• _Trecho da página_:
= = =

Coluna do Silas: Caranguejos, não mais!
Por: Silas Gouveia e Prof Denílson Rocha
A situação financeira do Atlético é no mínimo alarmante. Com a publicação do balanço de 2022, o valor total da dívida do clube atingiu as cifras de R$ 1.570 bi (Um bilhão, quinhentos e setenta milhões) e se consolidou como a maior dívida entre clubes brasileiros. E a partir de então, surgiram várias versões para atacar ou atenuar o atual quadro financeiro do clube, assim como as mais diversas teorias que buscam defender ou atacar a atual administração do clube, quando isto (atacar ou defender) deveria ser a última coisa a se fazer, porque não traz soluções.
Ir além das adorações a dirigente A ou B, exige racionalidade. Então, vamos direto aos fatos, ou melhor, aos números:
- Aos que insistem em pegar os valores da dívida de anos anteriores e aplicar a taxa Selic + 1%, isso indicaria que TODOS os gestores do Galo nos últimos anos teriam deixado de pagar tanto o valor principal da dívida quanto os encargos (juros). Isso não é real porque, entre 2013 e 2022, o Galo pagou 660 milhões em juros, multas e encargos sobre a dívida (impostos e financiamentos).
- Se pegarem a dívida líquida de 2006 e atualizar pela inflação, o valor foi multiplicado por 3x. Se considerar 2013, multiplica por 1,5.

= = =

(Trecho do conjunto de dados)
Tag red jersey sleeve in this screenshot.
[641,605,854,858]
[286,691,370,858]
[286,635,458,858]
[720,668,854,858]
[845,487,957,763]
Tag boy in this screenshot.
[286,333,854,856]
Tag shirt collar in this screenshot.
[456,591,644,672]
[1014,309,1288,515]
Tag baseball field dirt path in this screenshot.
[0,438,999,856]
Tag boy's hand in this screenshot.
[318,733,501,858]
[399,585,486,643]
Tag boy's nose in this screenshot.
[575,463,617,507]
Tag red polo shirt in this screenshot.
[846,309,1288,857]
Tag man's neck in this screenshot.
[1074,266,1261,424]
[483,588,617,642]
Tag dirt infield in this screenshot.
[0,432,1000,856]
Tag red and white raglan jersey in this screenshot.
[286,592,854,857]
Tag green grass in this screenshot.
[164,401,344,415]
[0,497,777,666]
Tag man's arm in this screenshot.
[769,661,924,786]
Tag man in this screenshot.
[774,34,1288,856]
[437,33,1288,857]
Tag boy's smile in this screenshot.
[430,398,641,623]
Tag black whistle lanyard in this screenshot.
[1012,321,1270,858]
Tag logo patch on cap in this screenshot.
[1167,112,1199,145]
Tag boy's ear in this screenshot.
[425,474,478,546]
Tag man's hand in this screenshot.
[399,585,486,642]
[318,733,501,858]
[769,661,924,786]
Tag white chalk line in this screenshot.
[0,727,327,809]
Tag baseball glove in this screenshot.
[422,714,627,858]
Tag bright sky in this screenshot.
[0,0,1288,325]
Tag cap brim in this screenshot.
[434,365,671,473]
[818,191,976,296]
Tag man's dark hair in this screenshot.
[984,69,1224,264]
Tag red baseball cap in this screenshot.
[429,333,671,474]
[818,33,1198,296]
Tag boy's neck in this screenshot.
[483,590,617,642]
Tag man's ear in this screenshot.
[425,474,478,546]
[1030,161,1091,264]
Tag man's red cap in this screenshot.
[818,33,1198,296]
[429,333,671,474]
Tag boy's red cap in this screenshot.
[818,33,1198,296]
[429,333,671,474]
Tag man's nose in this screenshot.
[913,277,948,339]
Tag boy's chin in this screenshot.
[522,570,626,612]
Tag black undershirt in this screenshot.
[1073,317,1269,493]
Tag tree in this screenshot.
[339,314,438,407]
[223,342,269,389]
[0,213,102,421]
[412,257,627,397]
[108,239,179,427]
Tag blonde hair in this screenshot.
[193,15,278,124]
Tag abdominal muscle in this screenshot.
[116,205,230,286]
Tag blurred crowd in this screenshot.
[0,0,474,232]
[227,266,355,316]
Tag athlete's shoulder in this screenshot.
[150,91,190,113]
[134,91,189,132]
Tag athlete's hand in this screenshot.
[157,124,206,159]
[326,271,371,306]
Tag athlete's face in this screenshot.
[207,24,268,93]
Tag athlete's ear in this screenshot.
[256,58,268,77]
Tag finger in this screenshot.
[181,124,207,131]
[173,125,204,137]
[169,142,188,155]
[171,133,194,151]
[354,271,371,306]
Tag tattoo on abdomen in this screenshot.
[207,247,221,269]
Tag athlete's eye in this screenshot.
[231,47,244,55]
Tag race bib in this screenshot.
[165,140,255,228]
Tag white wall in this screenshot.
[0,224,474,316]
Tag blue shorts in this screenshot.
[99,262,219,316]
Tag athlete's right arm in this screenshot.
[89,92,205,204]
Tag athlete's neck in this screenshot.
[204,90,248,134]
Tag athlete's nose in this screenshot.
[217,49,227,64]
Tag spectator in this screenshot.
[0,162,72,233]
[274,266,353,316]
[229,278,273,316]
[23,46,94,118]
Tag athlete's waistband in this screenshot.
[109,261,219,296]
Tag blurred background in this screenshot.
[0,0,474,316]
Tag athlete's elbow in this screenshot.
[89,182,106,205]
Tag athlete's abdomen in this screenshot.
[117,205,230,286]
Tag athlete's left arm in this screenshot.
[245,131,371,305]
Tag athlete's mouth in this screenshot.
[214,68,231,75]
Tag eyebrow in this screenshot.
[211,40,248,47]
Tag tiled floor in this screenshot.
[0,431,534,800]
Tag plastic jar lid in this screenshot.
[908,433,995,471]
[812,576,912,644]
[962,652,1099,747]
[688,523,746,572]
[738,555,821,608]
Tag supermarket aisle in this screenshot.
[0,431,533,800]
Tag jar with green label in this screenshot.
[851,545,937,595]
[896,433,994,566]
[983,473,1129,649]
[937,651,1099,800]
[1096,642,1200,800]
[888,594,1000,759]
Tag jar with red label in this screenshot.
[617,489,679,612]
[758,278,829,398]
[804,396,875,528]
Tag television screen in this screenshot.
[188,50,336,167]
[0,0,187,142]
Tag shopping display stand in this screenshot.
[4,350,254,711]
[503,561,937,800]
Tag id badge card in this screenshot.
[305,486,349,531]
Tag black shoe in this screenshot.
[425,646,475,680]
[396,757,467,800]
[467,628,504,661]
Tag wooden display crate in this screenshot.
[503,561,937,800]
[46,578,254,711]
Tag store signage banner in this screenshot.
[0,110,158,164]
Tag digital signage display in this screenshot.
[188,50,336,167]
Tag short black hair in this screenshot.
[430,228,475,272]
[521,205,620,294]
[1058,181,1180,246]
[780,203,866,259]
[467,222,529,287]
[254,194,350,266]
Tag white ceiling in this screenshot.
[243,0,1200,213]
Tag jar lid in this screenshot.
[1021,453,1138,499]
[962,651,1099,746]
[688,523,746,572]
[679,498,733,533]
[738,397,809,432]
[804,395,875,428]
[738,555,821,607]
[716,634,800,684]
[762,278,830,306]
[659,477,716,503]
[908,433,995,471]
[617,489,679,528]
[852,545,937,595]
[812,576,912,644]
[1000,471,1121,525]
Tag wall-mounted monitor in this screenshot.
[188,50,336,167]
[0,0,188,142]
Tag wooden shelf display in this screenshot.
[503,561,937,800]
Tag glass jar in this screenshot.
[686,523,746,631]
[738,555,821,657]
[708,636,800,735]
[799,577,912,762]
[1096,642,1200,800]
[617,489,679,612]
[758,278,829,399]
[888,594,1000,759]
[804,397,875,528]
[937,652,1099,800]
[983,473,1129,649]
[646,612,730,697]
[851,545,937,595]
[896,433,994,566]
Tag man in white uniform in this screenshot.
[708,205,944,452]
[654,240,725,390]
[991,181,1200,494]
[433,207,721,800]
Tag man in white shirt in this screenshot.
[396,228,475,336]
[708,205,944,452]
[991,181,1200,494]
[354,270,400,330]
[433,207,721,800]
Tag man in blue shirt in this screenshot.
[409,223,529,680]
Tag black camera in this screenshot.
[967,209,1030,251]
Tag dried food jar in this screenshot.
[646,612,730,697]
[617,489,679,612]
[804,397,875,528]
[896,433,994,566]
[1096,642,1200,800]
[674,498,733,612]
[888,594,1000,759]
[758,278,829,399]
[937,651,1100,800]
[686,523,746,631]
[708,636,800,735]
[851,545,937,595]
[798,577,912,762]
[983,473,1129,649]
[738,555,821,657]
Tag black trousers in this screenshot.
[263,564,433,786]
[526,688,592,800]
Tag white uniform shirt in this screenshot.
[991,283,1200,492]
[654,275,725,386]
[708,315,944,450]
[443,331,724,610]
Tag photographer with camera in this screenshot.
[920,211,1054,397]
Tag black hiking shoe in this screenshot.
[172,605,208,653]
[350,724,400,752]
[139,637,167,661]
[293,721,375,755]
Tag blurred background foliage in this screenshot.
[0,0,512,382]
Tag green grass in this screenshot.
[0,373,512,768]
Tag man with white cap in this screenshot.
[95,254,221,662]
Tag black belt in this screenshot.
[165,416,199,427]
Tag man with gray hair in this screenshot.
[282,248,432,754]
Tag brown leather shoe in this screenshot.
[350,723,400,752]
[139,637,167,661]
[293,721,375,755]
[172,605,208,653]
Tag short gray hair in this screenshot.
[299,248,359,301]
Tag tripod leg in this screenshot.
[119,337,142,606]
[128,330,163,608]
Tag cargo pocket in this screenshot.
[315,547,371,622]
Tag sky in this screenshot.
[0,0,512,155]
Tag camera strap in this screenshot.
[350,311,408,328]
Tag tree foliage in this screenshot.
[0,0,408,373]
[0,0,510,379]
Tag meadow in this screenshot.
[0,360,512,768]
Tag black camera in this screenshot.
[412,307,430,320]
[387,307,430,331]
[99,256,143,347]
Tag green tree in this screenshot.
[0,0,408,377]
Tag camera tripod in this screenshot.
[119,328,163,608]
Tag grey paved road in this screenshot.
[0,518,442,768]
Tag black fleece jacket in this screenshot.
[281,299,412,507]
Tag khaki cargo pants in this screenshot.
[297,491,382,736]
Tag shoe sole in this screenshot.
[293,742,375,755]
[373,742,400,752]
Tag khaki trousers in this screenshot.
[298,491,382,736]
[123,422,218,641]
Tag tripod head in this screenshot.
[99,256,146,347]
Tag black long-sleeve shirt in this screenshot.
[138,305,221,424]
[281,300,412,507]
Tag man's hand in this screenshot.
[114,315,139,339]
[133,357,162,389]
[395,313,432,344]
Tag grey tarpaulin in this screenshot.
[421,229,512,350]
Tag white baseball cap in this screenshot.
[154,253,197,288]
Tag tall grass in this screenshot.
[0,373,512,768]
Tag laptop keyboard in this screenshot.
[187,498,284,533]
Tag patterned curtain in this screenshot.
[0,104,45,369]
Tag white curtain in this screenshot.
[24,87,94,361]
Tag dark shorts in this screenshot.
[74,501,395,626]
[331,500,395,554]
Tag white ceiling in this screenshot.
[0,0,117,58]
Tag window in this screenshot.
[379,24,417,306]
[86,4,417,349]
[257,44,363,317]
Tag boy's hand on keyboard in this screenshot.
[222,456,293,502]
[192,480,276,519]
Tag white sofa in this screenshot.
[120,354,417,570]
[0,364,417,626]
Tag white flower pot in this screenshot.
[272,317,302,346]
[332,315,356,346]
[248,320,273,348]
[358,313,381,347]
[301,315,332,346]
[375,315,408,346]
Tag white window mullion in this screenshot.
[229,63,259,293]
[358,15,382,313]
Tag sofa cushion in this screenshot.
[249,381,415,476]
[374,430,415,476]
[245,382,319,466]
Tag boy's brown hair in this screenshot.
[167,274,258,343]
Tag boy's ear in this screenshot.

= = =

• _Atividades propostas_:
1. Reproduza, sem nenhuma alteração, tudo o que vai de "Ir além das" até "(impostos e financiamentos)." na coluna sobre a dívida do Atlético.
2. Liste, sem repetição, todos os anos mencionados na coluna sobre a dívida do Atlético.

• _Respostas por atividade_:
1.
Ir além das adorações a dirigente A ou B, exige racionalidade. Então, vamos direto aos fatos, ou melhor, aos números:
- Aos que insistem em pegar os valores da dívida de anos anteriores e aplicar a taxa Selic + 1%, isso indicaria que TODOS os gestores do Galo nos últimos anos teriam deixado de pagar tanto o valor principal da dívida quanto os encargos (juros). Isso não é real porque, entre 2013 e 2022, o Galo pagou 660 milhões em juros, multas e encargos sobre a dívida (impostos e financiamentos).

2.
- 2022
- 2013
- 2006